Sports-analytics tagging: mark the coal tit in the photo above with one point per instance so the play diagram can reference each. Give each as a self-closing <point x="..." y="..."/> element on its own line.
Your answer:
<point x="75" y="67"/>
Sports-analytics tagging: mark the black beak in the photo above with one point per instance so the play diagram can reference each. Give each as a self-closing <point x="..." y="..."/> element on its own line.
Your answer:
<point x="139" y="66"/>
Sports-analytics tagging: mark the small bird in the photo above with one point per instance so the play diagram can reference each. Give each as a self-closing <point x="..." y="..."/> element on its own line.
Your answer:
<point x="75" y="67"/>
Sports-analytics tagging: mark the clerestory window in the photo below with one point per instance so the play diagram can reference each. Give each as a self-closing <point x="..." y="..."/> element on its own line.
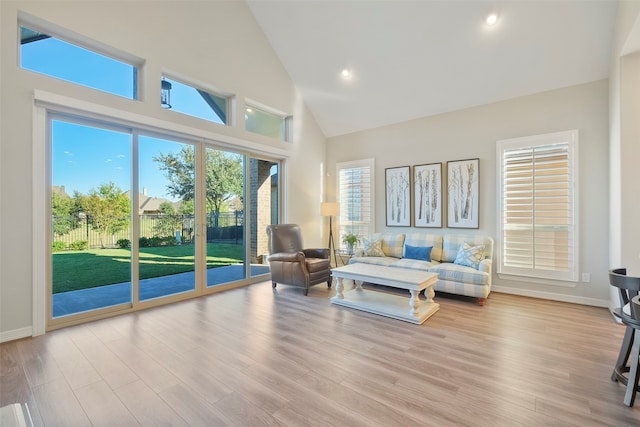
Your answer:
<point x="186" y="99"/>
<point x="42" y="53"/>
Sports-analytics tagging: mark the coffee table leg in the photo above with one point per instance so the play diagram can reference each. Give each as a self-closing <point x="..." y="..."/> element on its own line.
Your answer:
<point x="429" y="293"/>
<point x="414" y="302"/>
<point x="339" y="287"/>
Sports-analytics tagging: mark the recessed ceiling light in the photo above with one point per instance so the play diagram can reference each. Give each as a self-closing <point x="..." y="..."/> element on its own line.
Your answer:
<point x="491" y="19"/>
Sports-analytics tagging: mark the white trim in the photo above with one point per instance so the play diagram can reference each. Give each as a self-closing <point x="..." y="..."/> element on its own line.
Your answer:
<point x="65" y="104"/>
<point x="16" y="334"/>
<point x="39" y="221"/>
<point x="596" y="302"/>
<point x="570" y="137"/>
<point x="76" y="39"/>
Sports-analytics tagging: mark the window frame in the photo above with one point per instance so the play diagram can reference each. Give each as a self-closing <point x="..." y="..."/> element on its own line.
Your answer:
<point x="81" y="42"/>
<point x="562" y="278"/>
<point x="343" y="217"/>
<point x="172" y="78"/>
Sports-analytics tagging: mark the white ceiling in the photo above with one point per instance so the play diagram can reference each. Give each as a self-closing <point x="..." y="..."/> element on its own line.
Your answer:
<point x="413" y="59"/>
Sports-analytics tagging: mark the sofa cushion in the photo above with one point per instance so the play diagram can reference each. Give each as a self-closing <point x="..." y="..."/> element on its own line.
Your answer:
<point x="460" y="273"/>
<point x="375" y="260"/>
<point x="413" y="264"/>
<point x="422" y="253"/>
<point x="424" y="239"/>
<point x="372" y="248"/>
<point x="392" y="244"/>
<point x="451" y="245"/>
<point x="469" y="256"/>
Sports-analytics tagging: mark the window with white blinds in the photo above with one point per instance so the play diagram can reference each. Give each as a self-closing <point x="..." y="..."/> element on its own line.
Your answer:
<point x="538" y="206"/>
<point x="355" y="197"/>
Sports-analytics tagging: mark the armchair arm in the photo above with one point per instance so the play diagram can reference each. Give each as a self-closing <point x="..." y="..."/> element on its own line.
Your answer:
<point x="287" y="257"/>
<point x="317" y="253"/>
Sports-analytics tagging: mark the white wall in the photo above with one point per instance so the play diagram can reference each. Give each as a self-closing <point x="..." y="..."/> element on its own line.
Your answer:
<point x="625" y="134"/>
<point x="218" y="44"/>
<point x="473" y="133"/>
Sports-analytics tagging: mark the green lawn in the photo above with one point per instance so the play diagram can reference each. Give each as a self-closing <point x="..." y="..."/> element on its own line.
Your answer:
<point x="99" y="267"/>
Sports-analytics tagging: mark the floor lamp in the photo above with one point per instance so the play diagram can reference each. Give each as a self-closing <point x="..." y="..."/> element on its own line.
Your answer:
<point x="330" y="209"/>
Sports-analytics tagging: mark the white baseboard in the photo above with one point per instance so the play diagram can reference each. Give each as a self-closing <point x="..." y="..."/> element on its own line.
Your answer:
<point x="553" y="297"/>
<point x="16" y="334"/>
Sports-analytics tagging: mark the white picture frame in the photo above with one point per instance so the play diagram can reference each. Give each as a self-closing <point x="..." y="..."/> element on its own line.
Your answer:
<point x="427" y="195"/>
<point x="398" y="196"/>
<point x="463" y="193"/>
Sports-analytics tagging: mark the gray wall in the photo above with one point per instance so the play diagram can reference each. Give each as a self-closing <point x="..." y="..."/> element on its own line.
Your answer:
<point x="473" y="133"/>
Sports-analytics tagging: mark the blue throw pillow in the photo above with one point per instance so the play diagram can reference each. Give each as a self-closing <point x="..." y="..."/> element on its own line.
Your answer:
<point x="422" y="253"/>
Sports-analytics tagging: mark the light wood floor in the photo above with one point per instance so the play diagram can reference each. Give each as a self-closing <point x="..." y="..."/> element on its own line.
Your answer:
<point x="252" y="357"/>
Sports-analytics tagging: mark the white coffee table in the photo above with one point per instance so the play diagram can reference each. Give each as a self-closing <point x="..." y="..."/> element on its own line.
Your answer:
<point x="410" y="310"/>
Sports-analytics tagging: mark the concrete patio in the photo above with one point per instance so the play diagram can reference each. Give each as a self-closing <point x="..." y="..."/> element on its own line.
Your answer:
<point x="72" y="302"/>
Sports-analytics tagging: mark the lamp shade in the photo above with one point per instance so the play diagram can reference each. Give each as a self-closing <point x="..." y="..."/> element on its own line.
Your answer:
<point x="329" y="209"/>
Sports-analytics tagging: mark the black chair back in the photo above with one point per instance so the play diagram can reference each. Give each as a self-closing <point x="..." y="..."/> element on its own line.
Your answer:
<point x="628" y="287"/>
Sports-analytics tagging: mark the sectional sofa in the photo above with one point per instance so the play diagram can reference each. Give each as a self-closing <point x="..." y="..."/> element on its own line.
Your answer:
<point x="463" y="262"/>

> **Task requirements**:
Update the rows from the line that contains "Sports-analytics tagging: mark the black chair" through the end of the rows by changing "sectional sofa" to "corner couch", leaving everything else as it is. Give back only those lines.

> **Response to the task**:
Sports-analytics tagging: mark the black chair back in the photo above with one point per instance so the play diagram can reference each. Give each as a self-closing <point x="..." y="..."/> element on its own line.
Your answer:
<point x="628" y="287"/>
Sports-analytics tagging: mark the corner couch in the photo above with one point per instance so the play diagram can reference each. Give each as a self-closing <point x="..." y="..."/> element on its own line.
Your answer:
<point x="463" y="262"/>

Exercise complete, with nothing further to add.